* YOUR OBJECTIVE: Keep to one stretch of the data below, the lines from the one with "Reviewer note: every instance of the motorcycle" up to and including the one with "Reviewer note: every instance of the traffic", and return that stretch exactly.

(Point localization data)
╭──

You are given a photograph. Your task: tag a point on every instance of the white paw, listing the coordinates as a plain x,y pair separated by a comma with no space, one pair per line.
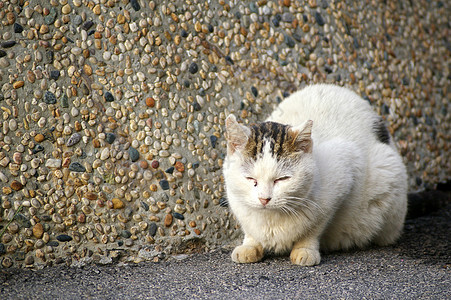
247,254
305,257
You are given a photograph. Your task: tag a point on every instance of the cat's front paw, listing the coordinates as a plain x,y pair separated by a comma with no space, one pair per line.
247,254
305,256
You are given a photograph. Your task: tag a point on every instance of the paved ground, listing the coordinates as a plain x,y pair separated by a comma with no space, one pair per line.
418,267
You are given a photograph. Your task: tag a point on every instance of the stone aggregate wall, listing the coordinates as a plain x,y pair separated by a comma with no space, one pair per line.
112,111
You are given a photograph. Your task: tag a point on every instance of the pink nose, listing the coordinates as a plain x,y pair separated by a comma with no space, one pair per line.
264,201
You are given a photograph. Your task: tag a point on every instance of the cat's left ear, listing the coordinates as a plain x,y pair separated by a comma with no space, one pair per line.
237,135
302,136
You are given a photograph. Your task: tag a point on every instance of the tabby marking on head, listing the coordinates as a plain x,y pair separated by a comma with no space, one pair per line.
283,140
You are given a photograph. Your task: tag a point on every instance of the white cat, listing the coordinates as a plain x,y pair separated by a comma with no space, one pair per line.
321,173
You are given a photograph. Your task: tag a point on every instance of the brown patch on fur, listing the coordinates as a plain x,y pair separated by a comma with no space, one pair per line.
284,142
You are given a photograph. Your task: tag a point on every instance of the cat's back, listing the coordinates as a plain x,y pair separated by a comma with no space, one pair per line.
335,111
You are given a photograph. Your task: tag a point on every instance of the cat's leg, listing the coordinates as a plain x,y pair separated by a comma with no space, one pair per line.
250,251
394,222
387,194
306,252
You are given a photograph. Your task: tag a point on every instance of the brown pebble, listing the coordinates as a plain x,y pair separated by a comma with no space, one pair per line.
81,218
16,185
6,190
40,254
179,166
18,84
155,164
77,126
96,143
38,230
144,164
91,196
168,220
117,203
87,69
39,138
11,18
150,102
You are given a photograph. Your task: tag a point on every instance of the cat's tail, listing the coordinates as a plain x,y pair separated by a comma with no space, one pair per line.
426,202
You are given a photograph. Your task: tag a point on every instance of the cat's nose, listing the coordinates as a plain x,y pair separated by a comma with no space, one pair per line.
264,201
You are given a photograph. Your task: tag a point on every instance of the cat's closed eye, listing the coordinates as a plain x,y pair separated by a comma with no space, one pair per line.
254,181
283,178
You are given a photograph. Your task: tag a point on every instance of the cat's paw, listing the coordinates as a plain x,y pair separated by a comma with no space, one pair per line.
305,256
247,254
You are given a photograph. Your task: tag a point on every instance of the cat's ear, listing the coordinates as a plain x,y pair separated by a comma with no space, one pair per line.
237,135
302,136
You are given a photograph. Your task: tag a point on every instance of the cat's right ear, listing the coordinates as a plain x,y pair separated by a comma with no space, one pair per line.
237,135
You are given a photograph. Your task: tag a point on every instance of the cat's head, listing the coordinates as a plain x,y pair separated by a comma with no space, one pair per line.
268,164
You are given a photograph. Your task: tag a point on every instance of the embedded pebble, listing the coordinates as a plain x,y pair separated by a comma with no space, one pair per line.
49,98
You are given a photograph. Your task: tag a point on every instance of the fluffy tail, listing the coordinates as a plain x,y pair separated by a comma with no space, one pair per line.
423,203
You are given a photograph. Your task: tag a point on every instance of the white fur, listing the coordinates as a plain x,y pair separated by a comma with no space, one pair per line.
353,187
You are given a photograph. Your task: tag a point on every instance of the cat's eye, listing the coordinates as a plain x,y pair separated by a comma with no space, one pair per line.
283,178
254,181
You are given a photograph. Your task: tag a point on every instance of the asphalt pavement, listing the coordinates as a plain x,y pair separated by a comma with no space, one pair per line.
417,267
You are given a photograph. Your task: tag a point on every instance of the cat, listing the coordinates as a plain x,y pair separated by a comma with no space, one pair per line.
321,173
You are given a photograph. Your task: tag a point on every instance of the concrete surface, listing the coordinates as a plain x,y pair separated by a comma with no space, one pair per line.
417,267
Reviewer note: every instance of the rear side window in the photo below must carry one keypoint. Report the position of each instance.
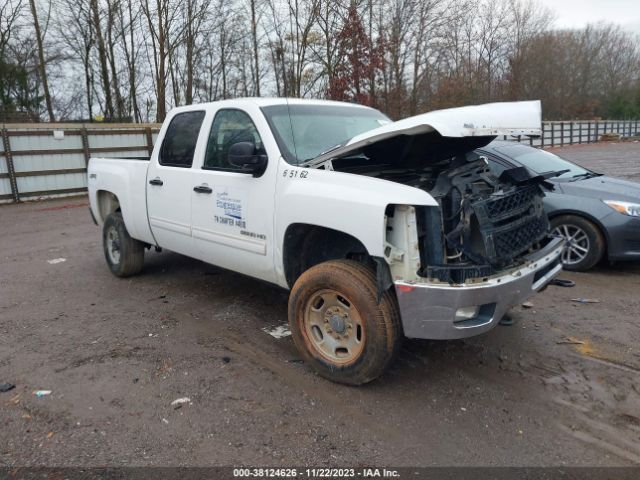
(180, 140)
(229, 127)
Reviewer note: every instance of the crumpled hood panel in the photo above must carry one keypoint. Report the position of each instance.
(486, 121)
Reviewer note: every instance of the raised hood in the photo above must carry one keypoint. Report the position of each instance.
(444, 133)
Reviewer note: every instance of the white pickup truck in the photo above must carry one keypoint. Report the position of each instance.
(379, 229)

╰──
╭──

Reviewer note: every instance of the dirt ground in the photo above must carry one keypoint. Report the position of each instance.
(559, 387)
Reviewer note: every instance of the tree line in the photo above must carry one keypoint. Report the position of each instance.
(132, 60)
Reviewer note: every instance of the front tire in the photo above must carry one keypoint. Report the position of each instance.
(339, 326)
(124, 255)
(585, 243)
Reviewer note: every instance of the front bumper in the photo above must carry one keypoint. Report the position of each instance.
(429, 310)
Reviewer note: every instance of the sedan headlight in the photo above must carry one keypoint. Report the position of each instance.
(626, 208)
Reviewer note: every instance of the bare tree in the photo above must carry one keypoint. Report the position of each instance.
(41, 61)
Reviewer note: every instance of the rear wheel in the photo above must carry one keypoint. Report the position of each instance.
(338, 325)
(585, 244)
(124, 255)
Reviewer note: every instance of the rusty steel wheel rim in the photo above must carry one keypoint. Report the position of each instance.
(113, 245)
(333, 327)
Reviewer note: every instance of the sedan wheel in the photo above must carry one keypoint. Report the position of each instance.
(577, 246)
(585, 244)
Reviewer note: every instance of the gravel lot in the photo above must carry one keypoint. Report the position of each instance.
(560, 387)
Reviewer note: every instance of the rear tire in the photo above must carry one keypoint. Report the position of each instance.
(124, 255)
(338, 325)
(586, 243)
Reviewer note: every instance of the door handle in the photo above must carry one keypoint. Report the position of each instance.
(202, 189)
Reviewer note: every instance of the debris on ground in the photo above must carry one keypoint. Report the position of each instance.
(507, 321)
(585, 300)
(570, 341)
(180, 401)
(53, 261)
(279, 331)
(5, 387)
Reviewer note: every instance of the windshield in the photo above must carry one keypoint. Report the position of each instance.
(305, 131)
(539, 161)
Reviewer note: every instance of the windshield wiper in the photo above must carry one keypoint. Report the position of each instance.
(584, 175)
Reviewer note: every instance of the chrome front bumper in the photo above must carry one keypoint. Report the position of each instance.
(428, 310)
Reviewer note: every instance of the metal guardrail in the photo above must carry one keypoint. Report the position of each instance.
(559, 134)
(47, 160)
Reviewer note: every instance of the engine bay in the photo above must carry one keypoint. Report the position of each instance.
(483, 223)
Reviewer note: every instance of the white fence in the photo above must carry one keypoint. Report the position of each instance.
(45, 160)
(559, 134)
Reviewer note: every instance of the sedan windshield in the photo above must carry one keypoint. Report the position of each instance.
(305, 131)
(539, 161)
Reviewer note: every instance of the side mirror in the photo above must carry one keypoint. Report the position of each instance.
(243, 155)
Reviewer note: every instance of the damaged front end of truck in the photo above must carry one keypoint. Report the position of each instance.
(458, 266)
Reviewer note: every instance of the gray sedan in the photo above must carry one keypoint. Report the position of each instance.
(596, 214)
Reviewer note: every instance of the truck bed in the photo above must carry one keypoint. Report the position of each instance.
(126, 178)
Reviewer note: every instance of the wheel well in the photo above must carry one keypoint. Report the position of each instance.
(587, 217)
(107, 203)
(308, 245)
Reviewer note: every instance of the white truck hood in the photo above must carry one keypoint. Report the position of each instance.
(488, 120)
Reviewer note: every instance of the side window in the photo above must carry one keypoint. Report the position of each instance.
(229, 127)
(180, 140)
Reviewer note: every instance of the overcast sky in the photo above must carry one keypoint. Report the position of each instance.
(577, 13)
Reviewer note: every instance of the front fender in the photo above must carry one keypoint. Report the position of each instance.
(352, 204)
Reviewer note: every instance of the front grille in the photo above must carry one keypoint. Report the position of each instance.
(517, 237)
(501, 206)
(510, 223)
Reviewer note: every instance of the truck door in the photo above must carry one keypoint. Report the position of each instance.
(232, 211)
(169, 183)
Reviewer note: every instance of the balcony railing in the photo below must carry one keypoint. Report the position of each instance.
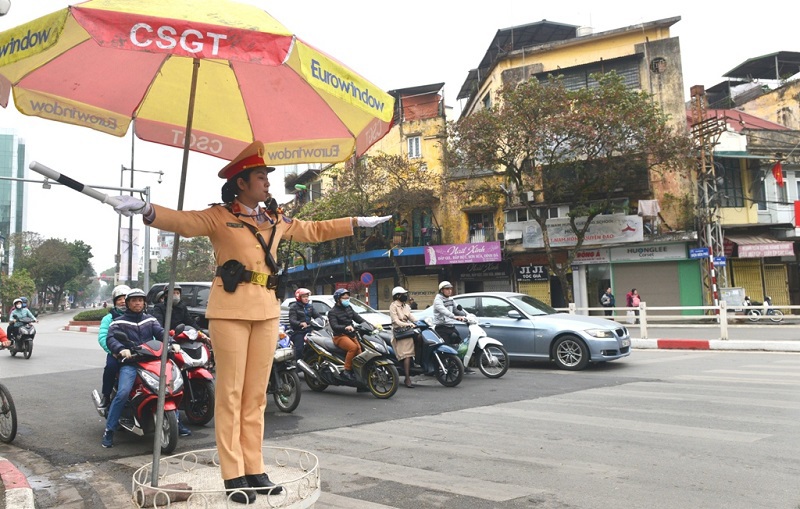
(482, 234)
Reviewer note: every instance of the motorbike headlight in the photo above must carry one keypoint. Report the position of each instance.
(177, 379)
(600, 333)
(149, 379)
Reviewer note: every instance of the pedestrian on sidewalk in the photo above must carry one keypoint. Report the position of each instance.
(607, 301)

╰──
╭──

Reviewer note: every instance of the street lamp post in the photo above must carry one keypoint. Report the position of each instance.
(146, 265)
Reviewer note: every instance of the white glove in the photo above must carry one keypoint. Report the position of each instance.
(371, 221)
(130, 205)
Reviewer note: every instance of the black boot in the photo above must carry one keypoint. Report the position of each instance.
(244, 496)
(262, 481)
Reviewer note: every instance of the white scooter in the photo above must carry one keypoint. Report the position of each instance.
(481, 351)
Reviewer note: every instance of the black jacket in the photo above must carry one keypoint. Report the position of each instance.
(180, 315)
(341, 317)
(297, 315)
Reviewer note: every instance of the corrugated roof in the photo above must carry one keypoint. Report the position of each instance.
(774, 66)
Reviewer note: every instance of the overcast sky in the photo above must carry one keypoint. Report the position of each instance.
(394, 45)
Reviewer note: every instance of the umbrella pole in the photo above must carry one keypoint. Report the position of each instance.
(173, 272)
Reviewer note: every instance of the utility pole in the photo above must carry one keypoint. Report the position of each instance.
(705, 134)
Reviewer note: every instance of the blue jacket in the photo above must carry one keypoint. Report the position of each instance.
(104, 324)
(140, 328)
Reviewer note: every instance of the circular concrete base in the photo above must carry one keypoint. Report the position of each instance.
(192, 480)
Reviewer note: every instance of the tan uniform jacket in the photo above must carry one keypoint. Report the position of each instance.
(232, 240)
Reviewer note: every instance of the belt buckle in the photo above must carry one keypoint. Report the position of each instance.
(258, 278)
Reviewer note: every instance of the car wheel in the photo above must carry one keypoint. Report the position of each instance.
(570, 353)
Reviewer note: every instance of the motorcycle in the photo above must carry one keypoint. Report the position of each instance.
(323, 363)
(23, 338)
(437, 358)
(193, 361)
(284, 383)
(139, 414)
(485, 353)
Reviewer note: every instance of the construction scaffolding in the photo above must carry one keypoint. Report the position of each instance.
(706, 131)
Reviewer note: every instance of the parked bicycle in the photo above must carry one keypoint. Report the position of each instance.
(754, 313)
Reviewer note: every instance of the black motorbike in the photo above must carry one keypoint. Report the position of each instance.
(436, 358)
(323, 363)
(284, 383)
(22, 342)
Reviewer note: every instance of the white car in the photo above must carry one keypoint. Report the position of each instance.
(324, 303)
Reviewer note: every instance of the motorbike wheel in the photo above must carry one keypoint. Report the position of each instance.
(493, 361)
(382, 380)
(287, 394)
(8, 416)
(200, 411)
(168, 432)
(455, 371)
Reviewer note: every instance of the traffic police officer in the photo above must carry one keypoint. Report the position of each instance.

╰──

* EXERCISE RESPONSE:
Reviewer note: every instance of the motorcycle in the photo above must carry one keypoint. Report the position of each instance.
(323, 363)
(23, 338)
(437, 358)
(193, 361)
(284, 383)
(139, 414)
(485, 353)
Reviewer note: every instance of the construction scaffolding in the photo above must carry one keypoint. Report the position of each instance.
(706, 131)
Reviewer note: every instance of the parked bicycle in the photo above must carry one keypoint. Report the position of each instance.
(754, 313)
Reviewer note: every instance of the black motorbike in the photo above must carry one keypoint. Report the position of each instance.
(436, 358)
(323, 363)
(284, 383)
(22, 342)
Reviewer note: every instance of the white car in the photo above must carry one keypoint. Report the position of each instance.
(324, 303)
Reviewer note: every instance of the motorbike wheel in the photo above must carry one keypoint. Report the position of each instance.
(493, 361)
(382, 380)
(287, 394)
(8, 416)
(200, 411)
(168, 432)
(455, 371)
Reviewer note: every instance of the traffic police officer in the photo above must carry one keypoint. Report the position of each instance.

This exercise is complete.